### Short exercise
Repeat exactly the lines that run from the one containing "In the photo above, where can the teal" to the end of the data, and leave out all others.

►

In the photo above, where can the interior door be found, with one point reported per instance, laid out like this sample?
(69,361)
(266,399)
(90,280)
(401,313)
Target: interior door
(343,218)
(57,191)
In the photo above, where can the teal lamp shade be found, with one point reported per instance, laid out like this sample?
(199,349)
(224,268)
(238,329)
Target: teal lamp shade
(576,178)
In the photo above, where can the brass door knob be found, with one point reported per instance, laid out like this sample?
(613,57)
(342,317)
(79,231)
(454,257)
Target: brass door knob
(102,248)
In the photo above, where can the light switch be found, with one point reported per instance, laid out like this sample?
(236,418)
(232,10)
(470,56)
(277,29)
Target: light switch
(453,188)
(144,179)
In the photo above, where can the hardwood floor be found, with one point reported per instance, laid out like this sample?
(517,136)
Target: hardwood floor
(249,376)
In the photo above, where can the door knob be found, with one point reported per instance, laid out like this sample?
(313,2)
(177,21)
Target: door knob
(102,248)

◄

### Task response
In the photo above, where can the teal lamp shade be found, with one point reported per instance, laid out like this sample?
(199,349)
(224,268)
(238,329)
Target: teal lamp shade
(576,178)
In the photo above, where can the brass door knob be found, with one point reported per instance, laid out like this sample?
(613,57)
(342,317)
(79,231)
(454,257)
Target: brass door knob
(102,248)
In the photo above, where can the light switch be found, with one point reported per instance, laid out like this sample?
(236,418)
(232,10)
(470,56)
(277,29)
Target: light switch
(453,188)
(144,179)
In the photo above, where can the hardwood floor be found, with one point reported per instance, laid out like this sample?
(517,136)
Target: hardwood floor
(249,376)
In the photo above, where can the door knob be found, with one point reported per instance, laid out like this sample?
(313,2)
(177,21)
Target: door knob
(102,248)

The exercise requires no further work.